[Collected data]
========================================================================
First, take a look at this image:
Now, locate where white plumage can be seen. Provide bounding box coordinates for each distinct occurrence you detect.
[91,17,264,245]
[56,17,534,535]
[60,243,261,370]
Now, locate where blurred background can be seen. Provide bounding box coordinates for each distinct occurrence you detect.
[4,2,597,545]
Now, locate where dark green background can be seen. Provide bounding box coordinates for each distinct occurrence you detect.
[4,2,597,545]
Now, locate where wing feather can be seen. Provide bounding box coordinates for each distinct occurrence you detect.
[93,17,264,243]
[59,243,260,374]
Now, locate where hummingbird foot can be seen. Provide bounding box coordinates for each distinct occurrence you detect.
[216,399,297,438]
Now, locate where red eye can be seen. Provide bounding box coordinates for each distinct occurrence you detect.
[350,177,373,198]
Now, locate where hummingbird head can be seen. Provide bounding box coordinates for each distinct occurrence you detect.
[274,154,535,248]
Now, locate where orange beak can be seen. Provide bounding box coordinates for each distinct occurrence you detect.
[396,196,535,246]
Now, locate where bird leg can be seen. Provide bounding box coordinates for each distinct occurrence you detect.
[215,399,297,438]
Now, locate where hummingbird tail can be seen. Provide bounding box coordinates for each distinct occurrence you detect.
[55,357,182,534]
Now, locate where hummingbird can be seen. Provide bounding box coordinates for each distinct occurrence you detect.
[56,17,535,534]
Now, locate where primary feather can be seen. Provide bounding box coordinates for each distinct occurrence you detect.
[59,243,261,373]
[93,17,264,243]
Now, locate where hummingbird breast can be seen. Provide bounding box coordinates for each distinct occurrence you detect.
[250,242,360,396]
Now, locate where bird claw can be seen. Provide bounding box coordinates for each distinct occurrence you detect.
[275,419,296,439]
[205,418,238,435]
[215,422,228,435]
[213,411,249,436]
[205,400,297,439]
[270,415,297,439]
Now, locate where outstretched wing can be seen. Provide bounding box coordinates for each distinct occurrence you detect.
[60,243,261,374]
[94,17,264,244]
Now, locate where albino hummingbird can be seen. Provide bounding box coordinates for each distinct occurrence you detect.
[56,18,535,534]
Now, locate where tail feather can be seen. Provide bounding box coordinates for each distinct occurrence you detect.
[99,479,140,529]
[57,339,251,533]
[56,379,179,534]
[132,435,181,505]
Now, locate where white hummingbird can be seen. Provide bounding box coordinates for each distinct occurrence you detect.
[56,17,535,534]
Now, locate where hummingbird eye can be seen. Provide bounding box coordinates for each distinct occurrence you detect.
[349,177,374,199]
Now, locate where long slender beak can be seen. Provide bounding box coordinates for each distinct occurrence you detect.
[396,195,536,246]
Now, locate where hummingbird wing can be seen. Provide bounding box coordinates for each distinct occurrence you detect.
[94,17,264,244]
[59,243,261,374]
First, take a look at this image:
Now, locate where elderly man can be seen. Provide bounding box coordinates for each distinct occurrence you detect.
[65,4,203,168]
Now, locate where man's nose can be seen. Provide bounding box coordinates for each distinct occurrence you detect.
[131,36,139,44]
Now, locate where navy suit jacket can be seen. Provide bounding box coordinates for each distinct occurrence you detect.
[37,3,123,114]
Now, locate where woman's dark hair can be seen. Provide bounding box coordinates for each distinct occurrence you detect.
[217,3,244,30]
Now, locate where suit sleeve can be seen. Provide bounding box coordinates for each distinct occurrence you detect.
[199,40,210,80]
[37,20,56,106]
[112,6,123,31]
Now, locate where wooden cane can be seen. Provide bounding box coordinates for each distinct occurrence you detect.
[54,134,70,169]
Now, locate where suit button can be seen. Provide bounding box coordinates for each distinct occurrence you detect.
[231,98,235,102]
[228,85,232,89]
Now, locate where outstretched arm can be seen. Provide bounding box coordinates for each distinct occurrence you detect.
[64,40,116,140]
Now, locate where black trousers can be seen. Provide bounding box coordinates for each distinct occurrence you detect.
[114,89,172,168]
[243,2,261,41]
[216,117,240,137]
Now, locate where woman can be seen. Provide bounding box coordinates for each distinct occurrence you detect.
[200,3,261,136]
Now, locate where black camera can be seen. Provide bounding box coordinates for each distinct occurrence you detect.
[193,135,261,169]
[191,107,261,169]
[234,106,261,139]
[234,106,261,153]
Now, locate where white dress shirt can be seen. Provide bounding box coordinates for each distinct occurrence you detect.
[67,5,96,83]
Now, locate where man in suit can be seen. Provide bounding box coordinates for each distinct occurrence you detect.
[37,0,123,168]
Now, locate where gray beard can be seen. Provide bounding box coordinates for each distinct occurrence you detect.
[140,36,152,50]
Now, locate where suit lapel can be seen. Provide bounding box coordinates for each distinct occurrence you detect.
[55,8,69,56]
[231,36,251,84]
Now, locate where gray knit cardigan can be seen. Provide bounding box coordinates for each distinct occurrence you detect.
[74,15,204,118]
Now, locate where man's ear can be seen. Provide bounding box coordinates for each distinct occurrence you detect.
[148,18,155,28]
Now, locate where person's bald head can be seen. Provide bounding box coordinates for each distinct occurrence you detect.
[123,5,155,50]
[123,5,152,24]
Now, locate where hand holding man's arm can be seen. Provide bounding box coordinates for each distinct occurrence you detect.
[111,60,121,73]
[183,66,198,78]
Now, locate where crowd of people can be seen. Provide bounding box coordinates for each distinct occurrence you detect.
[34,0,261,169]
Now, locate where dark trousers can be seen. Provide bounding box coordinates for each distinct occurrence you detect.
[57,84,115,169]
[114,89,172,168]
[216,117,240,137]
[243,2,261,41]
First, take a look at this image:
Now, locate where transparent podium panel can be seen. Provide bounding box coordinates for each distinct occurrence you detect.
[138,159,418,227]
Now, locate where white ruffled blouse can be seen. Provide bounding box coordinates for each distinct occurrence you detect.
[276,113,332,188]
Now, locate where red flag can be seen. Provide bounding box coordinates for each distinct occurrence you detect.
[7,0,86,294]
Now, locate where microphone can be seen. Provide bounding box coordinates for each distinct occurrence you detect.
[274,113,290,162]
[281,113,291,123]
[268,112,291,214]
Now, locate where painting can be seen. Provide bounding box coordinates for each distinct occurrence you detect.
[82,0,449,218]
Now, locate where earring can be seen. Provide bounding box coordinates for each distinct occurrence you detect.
========================================================================
→ Task brief
Print every entry exactly as written.

→ Solution to this exercise
First, take a look at this image:
Now, locate where white plumage can be seen. Provide bounding box coordinates for each distinct occurrence you detect.
[91,17,264,245]
[56,17,534,535]
[60,243,261,370]
Now, locate where blurred background can be seen. Provide bounding box coordinates for each distinct occurrence you detect.
[4,2,597,545]
Now, locate where dark green background can be seen. Provide bounding box coordinates for each distinct occurrence you detect.
[4,2,597,545]
Now, locate where wing feather can be seen. Provide bounding box coordinates for each distinct occurrence you detect.
[93,17,264,243]
[59,243,260,374]
Now, locate where hummingbird foot can be seen. Provide bounding box coordinates for each distinct occurrence you detect.
[216,399,297,438]
Now, locate where red eye can be seen. Provide bounding box coordinates for each distinct occurrence you detect.
[350,177,373,198]
Now, locate where hummingbird head can be seen. Provide bounding box coordinates for each distinct occurrence you detect.
[274,154,535,248]
Now, locate where orange beak can be seen. Provide bounding box coordinates for each distinct occurrence you detect.
[396,196,535,246]
Now, locate where bird leg can be seen. Provide bounding box coordinates for each distinct occurrence you detect.
[215,399,297,438]
Now, locate where hummingbird tail can be seen. Provide bounding box coordinates for each distinct occurrence you detect.
[55,357,182,534]
Now, locate where hummingbird can be seen. Provide bounding box coordinates for each distinct occurrence you detect.
[56,17,535,534]
Now, locate where primary feather can be seen. Provide bounding box coordinates for each distinct occurrence you detect.
[59,243,261,373]
[93,17,264,243]
Now, locate where hummingbird breast can be seen. Provide bounding box coordinates for each distinct occurrence you detect.
[250,242,360,396]
Now, locate where bird claw can be seen. Provide bounding box coordinates for each distinct occurrence you detect.
[275,419,296,439]
[205,418,238,435]
[215,422,228,435]
[213,411,249,436]
[205,400,297,439]
[270,415,297,439]
Now, locate where outstretched wing can be seen. Provide bounding box coordinates for each distinct occurrence you detect.
[60,243,261,374]
[94,17,264,244]
Now, locate where albino hummingbird can be seen. Provide bounding box coordinates for each distinct occurrence you detect.
[56,18,535,534]
Now, locate where tail feather can be seen. Provide bounding box coordinates for each distinct occurrence you detect.
[99,479,140,529]
[57,339,251,533]
[56,379,179,534]
[132,435,181,505]
Now, locate where white hummingbird can be seen. Provide bounding box coordinates for each distinct occurrence you detect.
[56,17,535,534]
Now, locate where hummingbird eye can be seen. Provide bounding box coordinates for each distinct occurrence you detect.
[349,177,374,199]
Now, locate where long slender beak can be seen. Provide bounding box coordinates for each distinct occurrence you detect.
[396,195,536,246]
Now, locate where hummingbird wing can be seen. Provide bounding box coordinates for each distinct occurrence you detect.
[94,17,264,244]
[59,243,261,374]
First, take a look at this image:
Now, locate where elderly man can be seen. Provide bounding box coordinates for each distinct occurrence you detect.
[65,4,203,168]
Now, locate where man's nose can be seen. Provide bounding box coordinates for each distinct occurrence you detect.
[131,36,139,44]
Now, locate where navy suit jacket can be seen. Provide bounding box coordinates for each distinct occurrence you detect.
[37,3,123,114]
Now, locate where woman's dark hair can be seen. Provide bounding box coordinates for each distinct occurrence you detect.
[217,3,244,30]
Now, locate where suit sleeve can be seen. Provide bounding box coordinates for each distinct occurrence you detect.
[199,40,210,80]
[37,20,56,106]
[112,6,123,31]
Now, locate where wooden cane can be seen. Provide bounding box coordinates for each distinct occurrence you detect.
[54,134,70,169]
Now, locate where suit button can be seen. Provide bounding box coordinates for each distinct occurrence you detect.
[231,98,235,102]
[228,85,232,89]
Now, locate where outstretched arm can be seen. Provide bounding box coordinates for each distinct occurrence you detect.
[64,40,116,140]
Now, locate where black trousers can be seen. Provide bounding box coordinates for each distinct occurrence you detect.
[114,89,172,168]
[243,2,261,41]
[216,117,240,137]
Now, locate where woman can be seen. Provide bounding box coordinates for each distinct occurrence you detect.
[200,3,261,136]
Now, locate where black camera can be seen. Provide bounding box coordinates for each distinct occurrence you detect.
[193,135,261,169]
[191,107,261,169]
[234,106,261,139]
[234,106,261,153]
Now, locate where white dress shirt can be seen. Provide bounding box coordinates for each distinct occurrence you detect.
[67,5,96,83]
Now, locate where man in suit can be seen. Provide bounding box coordinates for each distinct occurrence you detect.
[37,0,123,168]
Now, locate where gray beard can be seen. Provide bounding box coordinates for each distinct occurrence you detect.
[140,36,152,50]
Now, locate where suit lapel can be seen. Provide bounding box coordinates for each distinct occurrence you detect.
[55,8,69,56]
[231,36,251,84]
Now, locate where gray knit cardigan can be seen. Provide bounding box coordinates for each distinct occurrence you detect.
[74,15,204,118]
Now, locate where man's ear can be seen. Provide bounding box coordinates for each distinct occurrence you detect.
[148,18,155,28]
Now, locate where person's bald head can be seen. Provide bounding box coordinates for each distinct occurrence you detect.
[123,5,155,50]
[123,5,152,24]
Now, locate where hand holding man's arm can be seen. Provide bounding box coordinates for each distinct occurrence you detect.
[111,60,121,73]
[183,66,198,78]
Now, locate where crowd of people can be seen. Provide bounding box coordinates for each distinct occurrence you detect.
[34,0,261,169]
Now, locate where dark trousers can be seen. Provide bounding box coordinates for each distinct occurrence you detect.
[57,84,115,169]
[114,89,172,168]
[216,117,240,137]
[243,2,261,41]
First, take a look at this image:
Now, locate where transparent podium panel can be seen. Provide bounding box coordinates for each distinct occurrence you detect.
[138,159,418,227]
Now, locate where white ruffled blouse can be seen. Provide bounding box coordinates for each distinct occurrence you detect.
[276,113,332,188]
Now, locate where red flag can be seen. Provide bounding box coordinates for each distinct occurrence you detect.
[7,0,86,294]
Now, locate where microphone can be seen. Provide bounding box coordinates for each distinct occurrence you detect.
[274,113,290,162]
[281,113,291,123]
[268,112,291,214]
Now, locate where painting can be seen. Provide bounding box coordinates for each distinct occurrence you detect.
[82,0,449,218]
Now, locate where earring can be seen. Provide bounding box coordinates for each distinct occurrence you detect.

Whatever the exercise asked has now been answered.